■ SOURCE
'''

Reporting from the Townhall Meeting of the Pickens Plan

This morning I had a chance to attend a townhall forum sponsored by the Pickens Plan at Navy Pier in Chicago. Here is a quick summary of our energy problems and their solutions as formulated by Mr. Pickens.

Here are the most important numbers as he sees them. Our country uses roughly 21 million barrels of oil daily. We produce about 9 million barrels of oil daily. As such, there is about 12 million barrels of oil daily that need to be imported. Our biggest importer is Canada and then followed by Mexico. However, the Middle East and Africa provide about 57% of our imported oil. For alternatives we have: coal, natural gas, geothermal, wind, nuclear, solar, and bio diesel. Bio diesel, through ethanol, can provide about the equivalent of half a million barrels of oil daily in alternative energy. As such, anyone that pushes bio diesel as the end all is a charlatan. Drilling, whether in ANWR or in the outer continental shelf, would provide an extra two million barrels of oil daily. As such, what we need is a plan to produce domestic energy sources that would replace about eight and a half million barrels of oil daily.

Mr. Pickens, as many know, believes in wind power for fueling our homes, businesses, and recreation, and he believes in natural gas as the alternative that could provide most if not all of the eight and a half million barrels of oil we are missing. In Mr. Pickens' estimation, natural gas is abundant enough domestically that all we need to do is go find it.

'''

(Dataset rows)
'''

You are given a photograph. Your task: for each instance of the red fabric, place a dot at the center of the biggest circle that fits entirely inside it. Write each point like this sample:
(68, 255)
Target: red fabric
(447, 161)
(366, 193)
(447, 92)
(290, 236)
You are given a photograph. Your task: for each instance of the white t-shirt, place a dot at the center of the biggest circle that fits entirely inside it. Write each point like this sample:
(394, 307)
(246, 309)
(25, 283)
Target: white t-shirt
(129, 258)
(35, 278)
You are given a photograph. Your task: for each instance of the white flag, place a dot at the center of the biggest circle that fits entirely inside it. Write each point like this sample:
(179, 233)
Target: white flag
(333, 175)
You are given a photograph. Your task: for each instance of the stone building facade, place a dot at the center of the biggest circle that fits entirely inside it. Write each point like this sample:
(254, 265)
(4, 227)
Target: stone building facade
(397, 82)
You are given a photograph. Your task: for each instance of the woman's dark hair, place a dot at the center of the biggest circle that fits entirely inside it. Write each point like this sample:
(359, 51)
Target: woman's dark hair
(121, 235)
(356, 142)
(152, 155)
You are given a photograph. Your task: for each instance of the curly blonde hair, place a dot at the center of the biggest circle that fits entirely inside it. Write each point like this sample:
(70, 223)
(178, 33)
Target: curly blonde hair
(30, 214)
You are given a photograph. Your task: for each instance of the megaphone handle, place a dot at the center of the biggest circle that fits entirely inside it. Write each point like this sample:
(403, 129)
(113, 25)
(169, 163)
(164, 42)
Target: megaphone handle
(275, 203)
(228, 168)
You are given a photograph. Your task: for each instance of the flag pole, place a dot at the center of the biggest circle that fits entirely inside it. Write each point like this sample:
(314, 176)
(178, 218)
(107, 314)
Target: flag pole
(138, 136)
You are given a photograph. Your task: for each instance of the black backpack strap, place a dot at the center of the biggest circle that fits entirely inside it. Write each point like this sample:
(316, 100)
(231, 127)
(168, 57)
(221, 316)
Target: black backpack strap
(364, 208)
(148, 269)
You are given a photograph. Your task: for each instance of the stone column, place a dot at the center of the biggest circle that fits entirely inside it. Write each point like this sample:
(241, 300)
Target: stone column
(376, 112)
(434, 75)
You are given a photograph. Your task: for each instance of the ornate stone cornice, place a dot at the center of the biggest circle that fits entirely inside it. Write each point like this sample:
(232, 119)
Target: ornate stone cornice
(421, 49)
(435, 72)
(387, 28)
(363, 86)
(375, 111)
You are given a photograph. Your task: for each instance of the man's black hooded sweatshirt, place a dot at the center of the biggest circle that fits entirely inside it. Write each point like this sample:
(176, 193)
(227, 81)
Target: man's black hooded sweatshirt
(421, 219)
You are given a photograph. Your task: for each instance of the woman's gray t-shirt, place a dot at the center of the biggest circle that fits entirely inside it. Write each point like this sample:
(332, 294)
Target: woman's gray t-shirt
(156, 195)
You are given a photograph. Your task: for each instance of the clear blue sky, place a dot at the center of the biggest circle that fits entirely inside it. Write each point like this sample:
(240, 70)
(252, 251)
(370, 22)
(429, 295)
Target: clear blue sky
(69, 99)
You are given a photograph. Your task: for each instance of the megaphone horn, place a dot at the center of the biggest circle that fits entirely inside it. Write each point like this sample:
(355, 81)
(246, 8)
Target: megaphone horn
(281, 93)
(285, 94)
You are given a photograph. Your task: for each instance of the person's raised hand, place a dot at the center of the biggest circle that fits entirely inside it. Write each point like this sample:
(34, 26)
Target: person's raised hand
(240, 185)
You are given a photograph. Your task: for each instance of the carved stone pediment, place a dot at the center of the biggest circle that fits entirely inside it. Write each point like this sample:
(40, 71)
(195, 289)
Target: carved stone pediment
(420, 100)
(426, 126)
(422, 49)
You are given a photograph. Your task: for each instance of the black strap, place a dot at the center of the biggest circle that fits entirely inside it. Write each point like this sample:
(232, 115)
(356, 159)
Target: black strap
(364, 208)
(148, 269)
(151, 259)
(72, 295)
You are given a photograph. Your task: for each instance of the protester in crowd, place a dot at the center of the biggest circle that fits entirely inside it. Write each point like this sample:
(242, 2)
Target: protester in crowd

'''

■ DIRECTION 1
Rewrite the paragraph of the Pickens Plan report that begins "Here are the most important numbers" as a brief bulleted list that keeps its main facts.
■ DIRECTION 2
Locate each line of the records that contains the string "woman", and copy every such line.

■ ANSWER 1
- The country uses about 21 million barrels of oil daily and produces about 9 million, so about 12 million barrels must be imported each day.
- Canada is named the biggest importer, followed by Mexico, but the Middle East and Africa provide about 57% of imported oil.
- Alternatives include coal, natural gas, geothermal, wind, nuclear, solar, and bio diesel.
- Bio diesel, through ethanol, can supply the equivalent of about half a million barrels of oil daily, so anyone promoting it as the complete answer is called a charlatan.
- Drilling in ANWR or the outer continental shelf would add about two million barrels daily.
- A plan is therefore needed for domestic energy sources to replace about eight and a half million barrels of oil daily.

■ ANSWER 2
You are given a photograph. Your task: for each instance of the woman's dark hair, place a dot at the center of the biggest circle that fits entirely inside it. Write each point like this sample:
Target: woman's dark hair
You are given a photograph. Your task: for each instance of the woman's gray t-shirt, place a dot at the center of the biggest circle that fits entirely inside it. Write each point like this sample:
Target: woman's gray t-shirt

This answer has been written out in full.